*Text excerpt:*
+-------+
We have a massive medical field that works diligently to slow the diseases of age that come with the degeneration of our mortal bodies. We long and hope for cures to the maladies of our age. Something to turn the tide of the horrible advances of cancer or the life-robbing effects of Alzheimer’s. So, whether you see the grave nearby or only sense it far off in the distance, we all secretly know that this is where things are headed. It is interesting then that it still surprises us. When someone we know and love dies people will still express shock in their grief, like they didn’t want to believe that this was the inevitable end, even though our whole world is wrapped up in it.
But today is different. Today is the unexpected surprise that no one saw coming. Early on that Sunday morning, Mary Magdalene goes to the tomb and in the first light of dawn she sees something that is both terrifying and thrilling. The tomb is open, and the large stone that had closed it in was rolled back. She rushes back to Peter and John and tells them what she saw and believes that someone has stolen away with the body. This is the only explanation that makes sense, for life only goes in one direction. Peter and John then rush there and begin to make a forensic examination of the tomb. It is empty; the body is not there. They see the linen cloths and the face cloth and neatly folded up, but where is the body? They head back to ponder what this could mean, to try and figure out their next move but Mary stays behind.
She is grieved. And rightly so, for not only has her Lord died, but now there is insult to injury as someone has denied them their ability to properly care for the body, to honor the dead in the right way. She takes another look into the tomb and this time she is greeted by the sight of two angels sitting in there. They say to her, “Woman, why are you weeping?” And she confesses, “They have taken away my Lord and I do not know where they have laid him.” And then she is questioned again, this time from a voice behind her. It is her Lord, not dead but very much alive. It doesn’t make sense. That is not the way things work. Life leads to death and never the other way. So, she thinks that he is a gardener and continues her plea for the body of Jesus. But then he calls her by name and Mary becomes the first person not to be surprised by death but by life.
This here is something radically new, something that goes in the opposite direction of everything that our world would have us believe. Degeneration and sickness and separation and sorrow are not all that there is. In Christ there is something more, something greater than the grave; there is a new life. There is hope and salvation and victory.
+-------+
*Dataset records:*
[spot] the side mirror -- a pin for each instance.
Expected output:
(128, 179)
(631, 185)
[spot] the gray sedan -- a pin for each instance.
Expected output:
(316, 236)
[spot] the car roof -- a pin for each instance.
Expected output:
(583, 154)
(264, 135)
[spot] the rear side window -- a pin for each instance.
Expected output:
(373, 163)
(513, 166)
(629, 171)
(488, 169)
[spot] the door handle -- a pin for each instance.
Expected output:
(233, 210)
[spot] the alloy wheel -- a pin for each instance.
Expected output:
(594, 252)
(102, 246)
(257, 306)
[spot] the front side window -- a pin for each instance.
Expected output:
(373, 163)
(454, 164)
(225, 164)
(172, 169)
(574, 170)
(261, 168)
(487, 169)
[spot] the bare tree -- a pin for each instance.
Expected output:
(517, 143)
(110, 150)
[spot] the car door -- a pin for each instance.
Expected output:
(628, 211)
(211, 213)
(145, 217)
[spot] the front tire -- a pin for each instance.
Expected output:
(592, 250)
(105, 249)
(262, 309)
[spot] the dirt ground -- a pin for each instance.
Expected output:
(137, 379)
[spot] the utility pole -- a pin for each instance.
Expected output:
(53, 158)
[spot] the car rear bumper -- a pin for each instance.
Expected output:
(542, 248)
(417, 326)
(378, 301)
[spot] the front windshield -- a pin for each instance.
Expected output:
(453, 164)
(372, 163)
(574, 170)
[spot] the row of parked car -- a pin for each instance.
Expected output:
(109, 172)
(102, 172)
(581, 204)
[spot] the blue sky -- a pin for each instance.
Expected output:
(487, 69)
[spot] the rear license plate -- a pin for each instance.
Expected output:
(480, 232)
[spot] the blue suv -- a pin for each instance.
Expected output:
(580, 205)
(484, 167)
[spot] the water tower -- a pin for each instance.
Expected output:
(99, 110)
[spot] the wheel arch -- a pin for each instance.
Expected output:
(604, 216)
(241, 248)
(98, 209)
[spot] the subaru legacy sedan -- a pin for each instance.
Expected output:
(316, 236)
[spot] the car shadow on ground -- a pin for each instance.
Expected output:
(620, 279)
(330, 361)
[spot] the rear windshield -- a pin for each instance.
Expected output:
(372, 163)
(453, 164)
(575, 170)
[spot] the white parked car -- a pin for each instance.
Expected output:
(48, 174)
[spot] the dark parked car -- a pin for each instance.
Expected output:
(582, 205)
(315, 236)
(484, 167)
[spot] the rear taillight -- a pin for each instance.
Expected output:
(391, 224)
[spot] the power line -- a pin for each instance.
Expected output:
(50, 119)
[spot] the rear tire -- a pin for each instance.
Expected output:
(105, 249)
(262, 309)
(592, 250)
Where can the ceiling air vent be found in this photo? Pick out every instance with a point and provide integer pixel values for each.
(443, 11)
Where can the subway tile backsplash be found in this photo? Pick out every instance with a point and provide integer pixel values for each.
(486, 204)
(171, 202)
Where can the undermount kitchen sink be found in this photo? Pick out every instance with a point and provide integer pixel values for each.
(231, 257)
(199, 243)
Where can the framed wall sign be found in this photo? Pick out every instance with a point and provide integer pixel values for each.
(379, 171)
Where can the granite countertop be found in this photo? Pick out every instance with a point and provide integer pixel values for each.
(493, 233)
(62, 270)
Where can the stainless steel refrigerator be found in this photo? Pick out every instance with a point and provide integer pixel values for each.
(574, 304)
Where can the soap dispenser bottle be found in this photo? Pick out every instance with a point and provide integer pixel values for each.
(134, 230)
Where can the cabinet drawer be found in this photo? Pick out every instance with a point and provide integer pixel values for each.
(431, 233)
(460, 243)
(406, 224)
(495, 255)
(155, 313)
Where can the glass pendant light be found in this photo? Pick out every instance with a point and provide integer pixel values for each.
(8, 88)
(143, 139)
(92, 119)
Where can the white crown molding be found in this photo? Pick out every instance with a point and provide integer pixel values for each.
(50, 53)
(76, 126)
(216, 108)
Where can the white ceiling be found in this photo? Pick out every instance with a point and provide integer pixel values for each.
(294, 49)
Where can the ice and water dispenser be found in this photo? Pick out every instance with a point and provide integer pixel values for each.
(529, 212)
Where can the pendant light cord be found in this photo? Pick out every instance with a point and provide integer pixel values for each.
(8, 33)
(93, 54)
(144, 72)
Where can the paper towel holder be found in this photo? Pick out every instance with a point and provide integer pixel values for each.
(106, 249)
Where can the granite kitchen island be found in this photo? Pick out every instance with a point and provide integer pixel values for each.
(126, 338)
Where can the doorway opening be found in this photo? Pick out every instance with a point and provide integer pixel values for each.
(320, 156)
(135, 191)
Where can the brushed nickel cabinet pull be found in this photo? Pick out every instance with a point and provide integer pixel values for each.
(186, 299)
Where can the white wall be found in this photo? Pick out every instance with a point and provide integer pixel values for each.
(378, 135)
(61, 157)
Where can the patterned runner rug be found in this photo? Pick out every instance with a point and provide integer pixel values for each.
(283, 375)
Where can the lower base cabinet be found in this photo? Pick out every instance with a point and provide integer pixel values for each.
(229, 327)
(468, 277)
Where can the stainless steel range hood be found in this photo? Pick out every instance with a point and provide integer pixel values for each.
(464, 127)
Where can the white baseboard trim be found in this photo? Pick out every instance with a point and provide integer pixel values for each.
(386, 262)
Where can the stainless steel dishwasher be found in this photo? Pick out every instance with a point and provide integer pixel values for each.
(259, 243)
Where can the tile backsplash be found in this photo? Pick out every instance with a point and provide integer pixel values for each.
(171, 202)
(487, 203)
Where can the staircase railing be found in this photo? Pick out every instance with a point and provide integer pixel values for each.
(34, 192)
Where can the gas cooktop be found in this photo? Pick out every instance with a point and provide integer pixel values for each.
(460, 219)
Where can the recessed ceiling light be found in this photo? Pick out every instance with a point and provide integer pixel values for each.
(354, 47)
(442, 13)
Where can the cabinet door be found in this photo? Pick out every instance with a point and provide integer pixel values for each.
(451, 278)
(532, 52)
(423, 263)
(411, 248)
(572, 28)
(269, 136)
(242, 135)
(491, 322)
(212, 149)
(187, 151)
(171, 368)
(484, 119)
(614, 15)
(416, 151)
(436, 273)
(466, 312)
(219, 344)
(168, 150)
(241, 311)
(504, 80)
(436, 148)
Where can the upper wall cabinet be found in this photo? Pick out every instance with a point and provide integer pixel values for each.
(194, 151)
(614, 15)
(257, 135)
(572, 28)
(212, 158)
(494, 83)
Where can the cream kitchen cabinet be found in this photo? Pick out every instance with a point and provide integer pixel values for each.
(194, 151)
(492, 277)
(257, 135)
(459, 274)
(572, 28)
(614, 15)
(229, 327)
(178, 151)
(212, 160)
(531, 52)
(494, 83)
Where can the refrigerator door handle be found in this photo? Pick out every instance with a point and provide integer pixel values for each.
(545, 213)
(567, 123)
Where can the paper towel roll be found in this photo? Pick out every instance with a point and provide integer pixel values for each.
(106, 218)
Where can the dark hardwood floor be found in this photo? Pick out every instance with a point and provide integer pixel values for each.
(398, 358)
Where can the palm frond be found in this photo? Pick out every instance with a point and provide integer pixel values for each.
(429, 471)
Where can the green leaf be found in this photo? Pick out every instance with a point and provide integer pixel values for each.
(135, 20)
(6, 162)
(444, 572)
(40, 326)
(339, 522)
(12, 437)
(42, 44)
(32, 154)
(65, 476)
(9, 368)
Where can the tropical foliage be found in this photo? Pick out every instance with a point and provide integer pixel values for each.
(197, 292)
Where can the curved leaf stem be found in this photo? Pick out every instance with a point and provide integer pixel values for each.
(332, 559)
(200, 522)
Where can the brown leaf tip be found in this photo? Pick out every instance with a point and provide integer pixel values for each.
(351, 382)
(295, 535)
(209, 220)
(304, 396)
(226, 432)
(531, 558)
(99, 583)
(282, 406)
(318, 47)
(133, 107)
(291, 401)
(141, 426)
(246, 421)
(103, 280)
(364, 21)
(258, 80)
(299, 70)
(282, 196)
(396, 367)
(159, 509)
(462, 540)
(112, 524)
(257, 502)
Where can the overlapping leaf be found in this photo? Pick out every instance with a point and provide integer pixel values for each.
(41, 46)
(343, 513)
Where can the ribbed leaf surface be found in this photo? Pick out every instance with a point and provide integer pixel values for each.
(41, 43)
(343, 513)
+-------+
*What the task requires:*
Answer these questions from the text about the empty tomb, above the listing:
(a) Which two illnesses does it name as examples of the diseases of age?
(b) Whom does Mary Magdalene run back to tell about the open tomb?
(c) Whom does she take the voice behind her to be?

*Final answer:*
(a) Cancer and Alzheimer's.
(b) Peter and John.
(c) A gardener.